## [WHAT TO DO]
**a.** In the forum thread about the 2010 Team Bass Xtreme schedules, what new series was added to the lineup?
**b.** Carry on the forum thread about the 2010 Team Bass Xtreme schedules from the point where it stops.

# T.b.x. 2010



## Phil Carver (Apr 5, 2004)

The 2010 Team Bass Xtreme schedules are out. All dates are good to go! We are excited to have added the new "Elite" series to the line up for those who would like to fish non team formated events. Check us out at www.teambassxtreme.com


----------



## justflippin (May 6, 2004)

Website says it's disabled.


----------



## Phil Carver (Apr 5, 2004)

Sorry about that everyone. We are up and running again.


----------



## CShaver8 (Jul 12, 2005)

Looks great Phil, can't wait for the Elite Series


----------



## justflippin (May 6, 2004)

Looking forward to it but the membership form is not working?


----------



## Phil Carver (Apr 5, 2004)

Sorry , I forgot to publish the website link. It is good to go now.


----------



## Phil Carver (Apr 5, 2004)

## [Coordinate annotation records]
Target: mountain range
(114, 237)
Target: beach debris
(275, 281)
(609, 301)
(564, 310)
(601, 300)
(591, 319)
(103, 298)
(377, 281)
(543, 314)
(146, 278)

## [RESPONSES PER TASK]
**a.** The "Elite" series, for anglers who want to fish events that aren't team-format.

**b.**
Seems that the new Elite Series format is going to be a hit! I may have to rethink the capped field size.


----------



## justflippin (May 6, 2004)

Hey Phil,
How should I send the membership form? Can you tell me your email address?


----------



## Phil Carver (Apr 5, 2004)

My email address is [email protected] membership forms can be mailed to :

Team Bass Xtreme , LLC
6595 Saylor Ct.
Canal Winchester , Ohio 43110

This series has recieved more feedback than any other we run. I have been getting tons of calls and emails every day. I have decided to keep the field limited to a 40 boat cap for the first season. If everything gets to where boats can be put in and taken out without a bunch of hasles we will increase the field size next season.


----------



## justflippin (May 6, 2004)

Maybe a dumb question but when do you want the money? with the membership form?


----------



## Phil Carver (Apr 5, 2004)

Membership fee's should be sent along with membership forms.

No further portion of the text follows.